▶ Document text:
■ ■ ■ ■ ■ ■ ■

The main cost factor is therefore not so much the price of bauxite, or alumina, but of electricity, amounting to almost 50 per cent of expenditure under normal circumstances. Sadly, circumstances are never normal. Governments jostle to pamper their domestic aluminium industries with tax rebates, import quota, subsidies, cheap loans and environmental leniency. Most governments help out with unreasonably cheap electricity, priced at a mere fraction of what households have to pay.

In most cases the profitability of an aluminium producer depends exclusively on the largesse of its government. This keeps uncompetitive companies in business and guarantees a permanent oversupply suppressing aluminium prices over long periods. Only mishaps like embargoes, factory shutdowns or acts of hostility can give a jolt to prices as long as market-abusing practices cannot be checked. Take Alba, Bahrain’s aluminium smelter, which the government supports with subsidies to the tune of 40 per cent. This turns a chronical loss of 15 per cent per annum into a formidable profit of 25 per cent, more than any other producer on earth. A profitable company worth investing?

China accounts today for half of the world’s aluminium production and sports four of the world’s biggest producers – Chalco, Xinfa, SPIC, and the Hongqiao Group, which produces two times more aluminium than the Anglo-Australian mining behemoth Rio Tinto, the world’s number five.

China has achieved its paramount position within 15 years, subsidising its aluminium industry massively and boosting production irrespective of market demands. The US meanwhile is comforting Alcoa with import duties and tax subsidies. To buy shares in companies which are only kept in business by politicians is not advisable, no matter how profitable they seem. Because politics have the nasty habit of unexpected, sudden changes.

On the other hand, to invest in companies which would be profitable enough even without governmental largesse, like Norsk Hydro, is even less advisable, because the cheaters will make sure that the former can never compete profitably. With aluminium prices of less than $2,000 per ton almost no one can turn in a profit without governmental help.

This is why even ‘profitable’ aluminium companies trade well below their book value and boast earnings at share prices which in any other industry would be an idiot-proof ‘buy’-signal. Strangely enough, Russia’s Rusal, the world’s number two, producing 3.8 million tons per year, does not receive any governmental subsidies. Yet it is profitable and its stock has gained massively in the last year (52 per cent). It is supplied with hydro power, green and cheaply, by its sister company Eurosibenergo and trades at a P/E of lucrative 6.9 on the Hong Kong Stock Exchange.

■ ■ ■ ■ ■ ■ ■

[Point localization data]
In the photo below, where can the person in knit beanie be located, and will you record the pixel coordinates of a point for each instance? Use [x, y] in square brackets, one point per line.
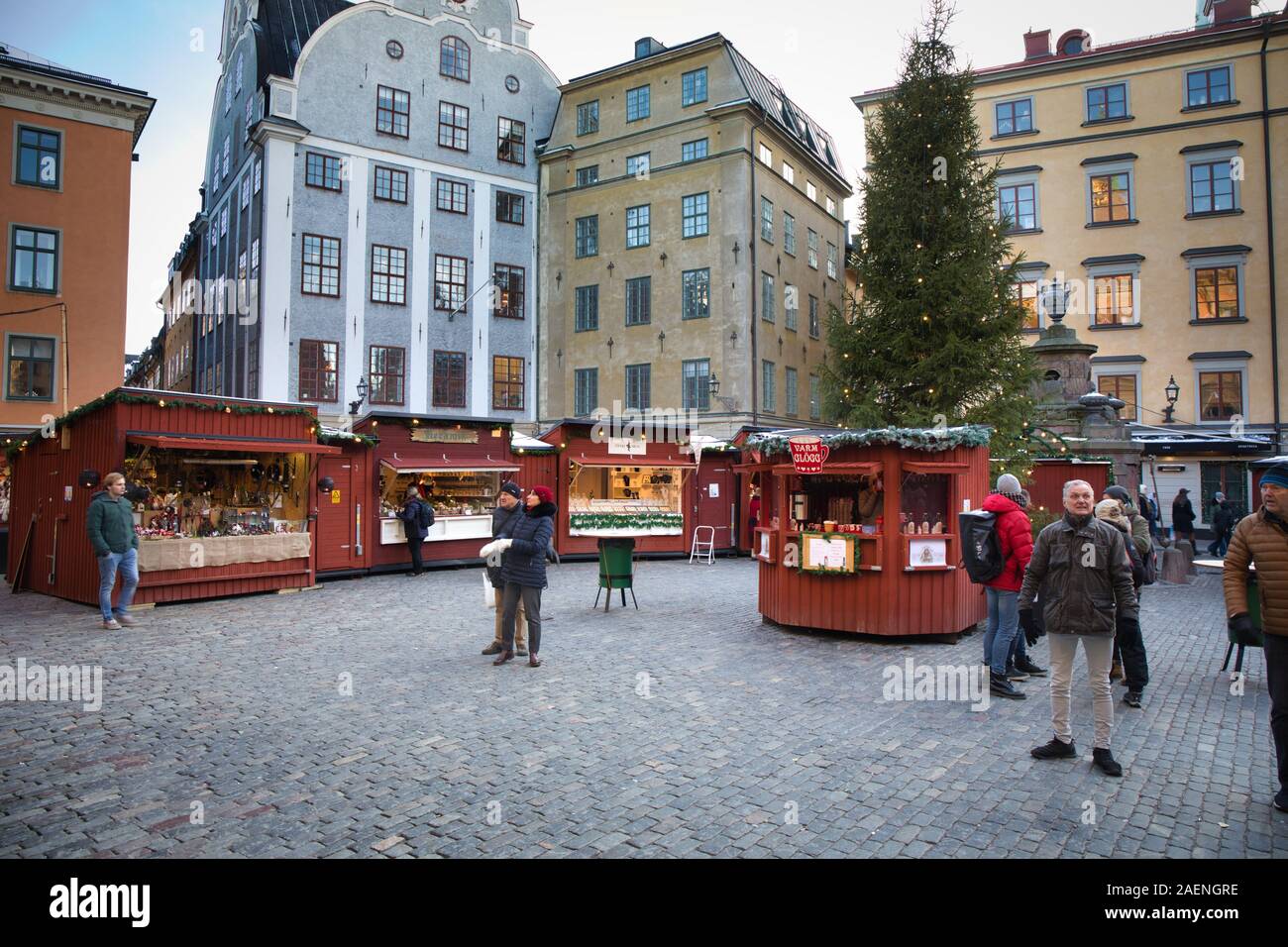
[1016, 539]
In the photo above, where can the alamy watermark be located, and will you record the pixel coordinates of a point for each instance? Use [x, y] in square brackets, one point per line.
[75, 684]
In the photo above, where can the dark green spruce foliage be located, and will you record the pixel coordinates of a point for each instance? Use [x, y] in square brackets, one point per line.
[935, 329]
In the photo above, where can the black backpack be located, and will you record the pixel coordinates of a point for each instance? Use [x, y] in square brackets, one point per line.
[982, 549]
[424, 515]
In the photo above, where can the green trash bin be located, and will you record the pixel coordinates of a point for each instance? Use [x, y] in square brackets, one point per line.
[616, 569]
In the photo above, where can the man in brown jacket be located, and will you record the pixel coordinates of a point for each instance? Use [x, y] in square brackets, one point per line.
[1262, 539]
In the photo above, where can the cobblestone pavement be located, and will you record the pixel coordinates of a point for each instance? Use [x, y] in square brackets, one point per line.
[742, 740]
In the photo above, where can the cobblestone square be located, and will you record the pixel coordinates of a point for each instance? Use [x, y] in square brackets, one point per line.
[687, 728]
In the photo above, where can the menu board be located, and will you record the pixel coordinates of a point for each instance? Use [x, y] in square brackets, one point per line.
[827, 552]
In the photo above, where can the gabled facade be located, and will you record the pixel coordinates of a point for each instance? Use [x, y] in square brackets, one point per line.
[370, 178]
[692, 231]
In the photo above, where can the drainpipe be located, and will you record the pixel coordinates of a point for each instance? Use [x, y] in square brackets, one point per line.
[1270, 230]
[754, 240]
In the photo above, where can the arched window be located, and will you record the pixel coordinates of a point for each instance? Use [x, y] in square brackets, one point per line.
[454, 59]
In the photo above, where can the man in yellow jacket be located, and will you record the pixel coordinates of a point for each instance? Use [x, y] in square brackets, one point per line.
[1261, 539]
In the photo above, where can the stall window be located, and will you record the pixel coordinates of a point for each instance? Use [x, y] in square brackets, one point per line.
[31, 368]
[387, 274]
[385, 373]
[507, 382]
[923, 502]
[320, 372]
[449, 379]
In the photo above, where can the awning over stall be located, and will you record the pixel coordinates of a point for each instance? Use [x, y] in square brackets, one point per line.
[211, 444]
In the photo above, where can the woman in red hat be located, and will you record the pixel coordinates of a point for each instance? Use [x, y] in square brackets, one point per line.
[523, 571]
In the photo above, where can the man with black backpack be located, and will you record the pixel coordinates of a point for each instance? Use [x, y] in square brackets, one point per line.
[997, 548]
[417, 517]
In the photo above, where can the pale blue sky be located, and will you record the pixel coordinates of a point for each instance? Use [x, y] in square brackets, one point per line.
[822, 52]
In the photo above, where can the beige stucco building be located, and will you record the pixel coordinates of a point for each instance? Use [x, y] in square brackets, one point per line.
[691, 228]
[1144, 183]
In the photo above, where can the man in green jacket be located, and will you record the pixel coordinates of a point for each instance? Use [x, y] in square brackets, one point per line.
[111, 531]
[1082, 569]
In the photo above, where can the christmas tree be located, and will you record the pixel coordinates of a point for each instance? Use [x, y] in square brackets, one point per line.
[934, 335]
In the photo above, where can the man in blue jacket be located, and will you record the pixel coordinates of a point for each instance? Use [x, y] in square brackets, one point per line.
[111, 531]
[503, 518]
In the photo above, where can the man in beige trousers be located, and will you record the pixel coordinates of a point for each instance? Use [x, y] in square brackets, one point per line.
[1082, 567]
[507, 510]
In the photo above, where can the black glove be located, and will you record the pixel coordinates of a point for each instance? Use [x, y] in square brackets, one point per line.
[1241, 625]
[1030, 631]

■ ■ ■ ■ ■ ■ ■

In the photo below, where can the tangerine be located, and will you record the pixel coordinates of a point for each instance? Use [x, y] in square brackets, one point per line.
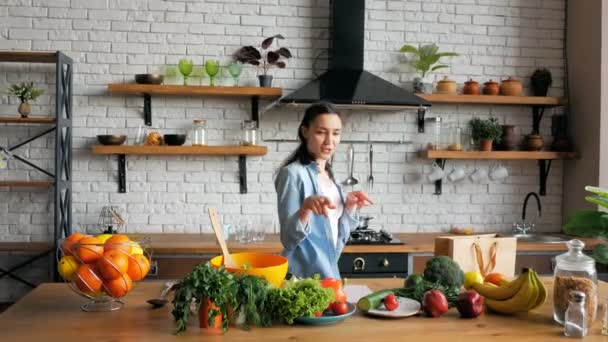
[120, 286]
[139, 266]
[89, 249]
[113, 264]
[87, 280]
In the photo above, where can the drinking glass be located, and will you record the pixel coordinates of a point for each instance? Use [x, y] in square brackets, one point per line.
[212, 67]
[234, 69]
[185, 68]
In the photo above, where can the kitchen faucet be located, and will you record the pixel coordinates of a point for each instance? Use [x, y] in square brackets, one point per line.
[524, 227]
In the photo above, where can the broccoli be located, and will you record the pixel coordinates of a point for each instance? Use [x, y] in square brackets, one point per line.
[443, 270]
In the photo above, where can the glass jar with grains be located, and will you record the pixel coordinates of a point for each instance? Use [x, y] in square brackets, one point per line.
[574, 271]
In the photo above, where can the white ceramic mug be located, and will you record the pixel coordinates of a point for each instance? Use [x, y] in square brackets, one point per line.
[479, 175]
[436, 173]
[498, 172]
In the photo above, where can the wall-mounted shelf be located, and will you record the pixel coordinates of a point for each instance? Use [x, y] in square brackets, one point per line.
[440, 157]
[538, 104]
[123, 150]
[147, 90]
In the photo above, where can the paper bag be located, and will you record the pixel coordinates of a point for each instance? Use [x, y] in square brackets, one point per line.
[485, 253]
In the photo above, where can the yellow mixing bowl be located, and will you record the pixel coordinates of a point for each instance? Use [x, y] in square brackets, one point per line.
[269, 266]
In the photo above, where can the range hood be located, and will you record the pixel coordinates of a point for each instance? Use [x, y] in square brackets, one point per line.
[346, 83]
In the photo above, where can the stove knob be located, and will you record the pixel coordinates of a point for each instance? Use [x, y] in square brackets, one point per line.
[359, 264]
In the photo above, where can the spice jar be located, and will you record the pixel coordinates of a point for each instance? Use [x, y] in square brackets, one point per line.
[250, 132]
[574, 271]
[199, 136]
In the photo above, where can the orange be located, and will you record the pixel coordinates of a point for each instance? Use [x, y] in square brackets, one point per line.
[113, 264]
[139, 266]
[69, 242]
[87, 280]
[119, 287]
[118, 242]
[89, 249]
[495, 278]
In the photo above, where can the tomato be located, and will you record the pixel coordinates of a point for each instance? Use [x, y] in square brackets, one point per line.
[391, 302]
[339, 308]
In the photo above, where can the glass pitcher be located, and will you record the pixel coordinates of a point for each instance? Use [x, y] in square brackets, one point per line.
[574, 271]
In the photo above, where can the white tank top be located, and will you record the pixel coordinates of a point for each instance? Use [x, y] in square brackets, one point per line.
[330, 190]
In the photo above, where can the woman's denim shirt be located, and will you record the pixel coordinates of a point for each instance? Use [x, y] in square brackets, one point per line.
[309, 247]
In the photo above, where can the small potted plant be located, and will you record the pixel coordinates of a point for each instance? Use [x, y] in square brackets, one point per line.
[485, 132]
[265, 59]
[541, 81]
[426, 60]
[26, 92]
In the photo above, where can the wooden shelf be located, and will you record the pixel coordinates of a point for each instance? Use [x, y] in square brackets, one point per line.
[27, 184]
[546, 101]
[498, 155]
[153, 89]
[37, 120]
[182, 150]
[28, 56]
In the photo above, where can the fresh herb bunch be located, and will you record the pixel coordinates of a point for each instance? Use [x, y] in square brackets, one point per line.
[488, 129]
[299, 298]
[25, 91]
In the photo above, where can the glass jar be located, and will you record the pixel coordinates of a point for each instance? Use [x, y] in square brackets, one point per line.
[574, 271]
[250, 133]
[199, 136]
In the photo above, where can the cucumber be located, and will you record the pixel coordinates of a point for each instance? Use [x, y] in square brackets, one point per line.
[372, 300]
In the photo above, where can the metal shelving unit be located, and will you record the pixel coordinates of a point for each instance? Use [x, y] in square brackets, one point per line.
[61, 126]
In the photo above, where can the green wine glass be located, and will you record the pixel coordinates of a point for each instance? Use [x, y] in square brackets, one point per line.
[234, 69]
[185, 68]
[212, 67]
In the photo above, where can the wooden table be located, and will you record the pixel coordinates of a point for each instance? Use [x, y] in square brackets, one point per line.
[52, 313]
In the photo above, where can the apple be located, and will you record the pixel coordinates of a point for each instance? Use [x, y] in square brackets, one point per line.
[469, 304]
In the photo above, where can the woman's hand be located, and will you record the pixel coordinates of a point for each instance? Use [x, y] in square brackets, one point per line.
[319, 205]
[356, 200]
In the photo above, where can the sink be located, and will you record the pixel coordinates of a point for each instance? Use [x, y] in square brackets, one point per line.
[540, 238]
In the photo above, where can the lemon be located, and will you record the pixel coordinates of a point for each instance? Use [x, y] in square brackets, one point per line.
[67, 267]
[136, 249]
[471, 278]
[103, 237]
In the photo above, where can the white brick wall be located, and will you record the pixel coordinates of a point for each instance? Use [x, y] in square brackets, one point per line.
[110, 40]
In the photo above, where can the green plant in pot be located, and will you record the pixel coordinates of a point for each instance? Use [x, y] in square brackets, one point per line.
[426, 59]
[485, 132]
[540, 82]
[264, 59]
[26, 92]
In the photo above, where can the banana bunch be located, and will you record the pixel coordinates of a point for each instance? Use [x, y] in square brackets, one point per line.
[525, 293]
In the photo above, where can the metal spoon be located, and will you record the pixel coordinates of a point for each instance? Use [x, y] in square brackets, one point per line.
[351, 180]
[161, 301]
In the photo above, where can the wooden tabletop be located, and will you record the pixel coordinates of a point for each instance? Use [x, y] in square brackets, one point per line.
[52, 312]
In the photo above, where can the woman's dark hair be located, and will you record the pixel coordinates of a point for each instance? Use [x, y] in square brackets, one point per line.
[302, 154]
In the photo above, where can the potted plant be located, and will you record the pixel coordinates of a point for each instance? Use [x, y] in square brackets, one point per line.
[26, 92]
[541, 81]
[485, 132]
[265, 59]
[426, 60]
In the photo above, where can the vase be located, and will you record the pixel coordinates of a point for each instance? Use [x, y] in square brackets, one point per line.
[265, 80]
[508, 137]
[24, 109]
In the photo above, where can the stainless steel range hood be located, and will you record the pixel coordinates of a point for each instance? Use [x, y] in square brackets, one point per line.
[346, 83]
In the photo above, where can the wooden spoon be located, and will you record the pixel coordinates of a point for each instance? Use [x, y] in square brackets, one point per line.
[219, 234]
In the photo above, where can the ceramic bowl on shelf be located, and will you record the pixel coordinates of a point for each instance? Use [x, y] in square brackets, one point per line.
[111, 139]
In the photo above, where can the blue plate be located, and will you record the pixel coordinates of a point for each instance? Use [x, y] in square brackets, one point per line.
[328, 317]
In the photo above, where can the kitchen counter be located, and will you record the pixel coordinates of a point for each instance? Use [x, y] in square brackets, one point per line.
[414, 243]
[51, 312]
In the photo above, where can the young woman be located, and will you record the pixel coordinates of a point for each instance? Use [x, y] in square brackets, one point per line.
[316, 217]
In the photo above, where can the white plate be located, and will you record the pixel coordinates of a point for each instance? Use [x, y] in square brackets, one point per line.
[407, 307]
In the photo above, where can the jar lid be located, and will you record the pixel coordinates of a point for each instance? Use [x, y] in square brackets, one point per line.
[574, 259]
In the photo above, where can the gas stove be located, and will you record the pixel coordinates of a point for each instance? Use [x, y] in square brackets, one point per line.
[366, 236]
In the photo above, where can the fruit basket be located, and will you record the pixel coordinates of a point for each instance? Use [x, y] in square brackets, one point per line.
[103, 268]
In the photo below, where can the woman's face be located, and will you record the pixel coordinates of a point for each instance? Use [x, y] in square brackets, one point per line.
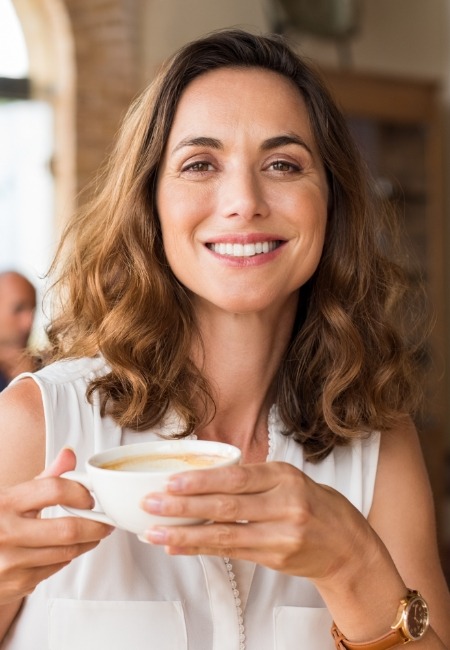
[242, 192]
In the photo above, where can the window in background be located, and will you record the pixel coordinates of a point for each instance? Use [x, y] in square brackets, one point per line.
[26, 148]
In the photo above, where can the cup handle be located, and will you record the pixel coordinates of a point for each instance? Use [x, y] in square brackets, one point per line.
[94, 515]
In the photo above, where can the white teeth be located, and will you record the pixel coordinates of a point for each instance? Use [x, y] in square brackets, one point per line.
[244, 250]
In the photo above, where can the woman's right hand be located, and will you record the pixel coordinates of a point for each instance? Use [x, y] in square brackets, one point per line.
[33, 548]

■ ■ ■ ■ ■ ■ ■

▶ Task: Pick up the piece on aluminium producers and government subsidies after its last sentence and keep writing it.

▶ Expected output:
Sadly its owner is Oleg Deripaska, who in 2006 was banned from ever entering the US because of his business contacts to Russia’s most notorious crime gangs. Luckily for him he is the holder of a Maltese passport. During the financial crisis of 2008 Deripaska, one of Russia’s most hard-nosed and wealthy oligarchs but at the time highly indebted after a series of rapid acquisitions, would have gone under without the massive emergency support by Russian financial institutions.

The oligarch and all his companies were then in 2018 sanctioned by the US for election meddling, the Crimea invasion and the Syria campaign, all of which seemed a bit far-fetched and had to be called off after some face-saving exercises when the US administration realised that taking the world’s number two out of the market would not only harm US business, but trigger a recession.

To invest in Rusal or any other of the oligarch’s wily acquired businesses needs a strong stomach. Property rights in Russia are a matter of opinion – nothing to be taken for granted. To invest, when only 25 per cent of shares are free floating would be a grave mistake, even when Godfather Deripaska’s aluminium comes with the promise of a greener world.

Andreas Weitzer is an independent journalist based in Malta. He reports on the economy, politics and finance. The purpose of his column is to broaden readers’ general financial knowledge and it should not be interpreted as presenting investment advice or advice on the buying and selling of financial products.